> REQUIRED WORK: Return only those lines of the listing that hold the word "stone".

> TASK DATA:
☆ ☆ ☆ ☆ ☆ ☆ ☆

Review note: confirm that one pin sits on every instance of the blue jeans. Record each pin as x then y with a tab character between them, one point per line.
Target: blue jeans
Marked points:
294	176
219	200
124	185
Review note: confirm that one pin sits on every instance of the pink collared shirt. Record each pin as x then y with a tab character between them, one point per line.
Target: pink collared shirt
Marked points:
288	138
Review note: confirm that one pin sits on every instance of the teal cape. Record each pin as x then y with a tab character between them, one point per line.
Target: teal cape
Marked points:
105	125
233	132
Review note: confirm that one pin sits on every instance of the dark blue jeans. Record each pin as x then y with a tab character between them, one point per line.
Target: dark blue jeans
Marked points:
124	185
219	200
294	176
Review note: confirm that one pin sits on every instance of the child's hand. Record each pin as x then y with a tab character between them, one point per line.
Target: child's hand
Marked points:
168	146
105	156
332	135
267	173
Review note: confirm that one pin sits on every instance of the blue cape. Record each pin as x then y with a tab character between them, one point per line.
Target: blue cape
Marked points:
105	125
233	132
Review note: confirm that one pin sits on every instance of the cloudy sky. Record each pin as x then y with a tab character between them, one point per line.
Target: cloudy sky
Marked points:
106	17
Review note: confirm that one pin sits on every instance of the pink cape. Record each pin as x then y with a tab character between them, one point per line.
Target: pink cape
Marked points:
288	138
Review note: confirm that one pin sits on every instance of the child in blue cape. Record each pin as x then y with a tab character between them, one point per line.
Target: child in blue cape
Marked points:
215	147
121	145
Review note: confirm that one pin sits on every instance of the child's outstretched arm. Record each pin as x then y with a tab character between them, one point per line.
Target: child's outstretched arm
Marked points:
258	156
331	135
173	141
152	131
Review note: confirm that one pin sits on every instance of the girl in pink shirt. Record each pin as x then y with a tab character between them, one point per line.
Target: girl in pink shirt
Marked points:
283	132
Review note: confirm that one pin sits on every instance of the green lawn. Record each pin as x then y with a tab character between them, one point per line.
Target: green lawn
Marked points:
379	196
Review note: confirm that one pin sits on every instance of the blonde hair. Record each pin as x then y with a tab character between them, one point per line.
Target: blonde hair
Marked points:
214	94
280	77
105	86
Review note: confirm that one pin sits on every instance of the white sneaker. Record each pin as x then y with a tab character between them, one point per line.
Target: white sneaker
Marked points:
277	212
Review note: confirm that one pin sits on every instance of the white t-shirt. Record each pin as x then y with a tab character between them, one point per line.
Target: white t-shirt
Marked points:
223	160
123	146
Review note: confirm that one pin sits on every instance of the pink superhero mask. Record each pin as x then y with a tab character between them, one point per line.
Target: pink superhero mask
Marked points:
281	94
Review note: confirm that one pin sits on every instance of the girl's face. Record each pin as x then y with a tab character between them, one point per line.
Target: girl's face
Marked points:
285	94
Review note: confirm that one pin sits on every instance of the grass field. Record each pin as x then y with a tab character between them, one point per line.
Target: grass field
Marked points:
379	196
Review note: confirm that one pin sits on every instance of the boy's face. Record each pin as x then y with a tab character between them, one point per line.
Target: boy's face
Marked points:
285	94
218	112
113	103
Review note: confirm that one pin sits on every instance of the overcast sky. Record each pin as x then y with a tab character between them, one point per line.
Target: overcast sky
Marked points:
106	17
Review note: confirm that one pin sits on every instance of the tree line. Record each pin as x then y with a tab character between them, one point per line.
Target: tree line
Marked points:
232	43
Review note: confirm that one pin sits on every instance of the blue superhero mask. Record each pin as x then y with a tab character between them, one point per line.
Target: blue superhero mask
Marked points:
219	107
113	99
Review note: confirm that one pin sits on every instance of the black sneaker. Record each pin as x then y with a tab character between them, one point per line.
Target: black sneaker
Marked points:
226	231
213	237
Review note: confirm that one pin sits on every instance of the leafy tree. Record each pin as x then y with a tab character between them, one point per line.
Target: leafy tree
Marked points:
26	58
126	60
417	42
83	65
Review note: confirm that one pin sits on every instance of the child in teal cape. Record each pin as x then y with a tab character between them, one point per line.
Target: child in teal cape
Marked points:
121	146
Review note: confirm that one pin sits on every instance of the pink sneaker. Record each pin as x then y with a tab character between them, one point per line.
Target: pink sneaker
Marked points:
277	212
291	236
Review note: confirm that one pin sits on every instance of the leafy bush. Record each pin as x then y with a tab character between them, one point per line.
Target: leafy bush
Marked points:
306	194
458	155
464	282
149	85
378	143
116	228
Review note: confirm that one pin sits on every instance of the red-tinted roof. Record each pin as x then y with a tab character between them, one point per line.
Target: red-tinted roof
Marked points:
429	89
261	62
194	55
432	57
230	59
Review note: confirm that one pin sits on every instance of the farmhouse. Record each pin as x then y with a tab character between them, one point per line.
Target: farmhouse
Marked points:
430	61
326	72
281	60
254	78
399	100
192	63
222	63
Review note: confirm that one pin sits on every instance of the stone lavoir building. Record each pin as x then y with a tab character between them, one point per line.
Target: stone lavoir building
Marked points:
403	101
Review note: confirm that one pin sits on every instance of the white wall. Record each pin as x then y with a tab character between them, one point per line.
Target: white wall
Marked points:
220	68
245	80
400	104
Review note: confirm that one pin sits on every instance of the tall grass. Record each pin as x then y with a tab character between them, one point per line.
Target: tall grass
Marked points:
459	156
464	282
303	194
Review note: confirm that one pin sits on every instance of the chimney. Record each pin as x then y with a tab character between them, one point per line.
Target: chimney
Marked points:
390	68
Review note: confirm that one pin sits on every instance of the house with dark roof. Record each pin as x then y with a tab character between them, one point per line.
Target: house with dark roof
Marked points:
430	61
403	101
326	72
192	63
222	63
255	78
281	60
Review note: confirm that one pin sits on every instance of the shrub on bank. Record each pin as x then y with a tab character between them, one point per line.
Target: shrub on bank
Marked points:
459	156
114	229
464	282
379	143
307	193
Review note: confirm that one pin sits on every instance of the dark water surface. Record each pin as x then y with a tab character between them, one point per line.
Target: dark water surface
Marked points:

☆ ☆ ☆ ☆ ☆ ☆ ☆

> ANSWER BOX:
Review note: confirm that one pin sits on every instance of the stone lavoir building. Record each pin as x then y with a tab character between them, one point per line.
Target: stone lavoir building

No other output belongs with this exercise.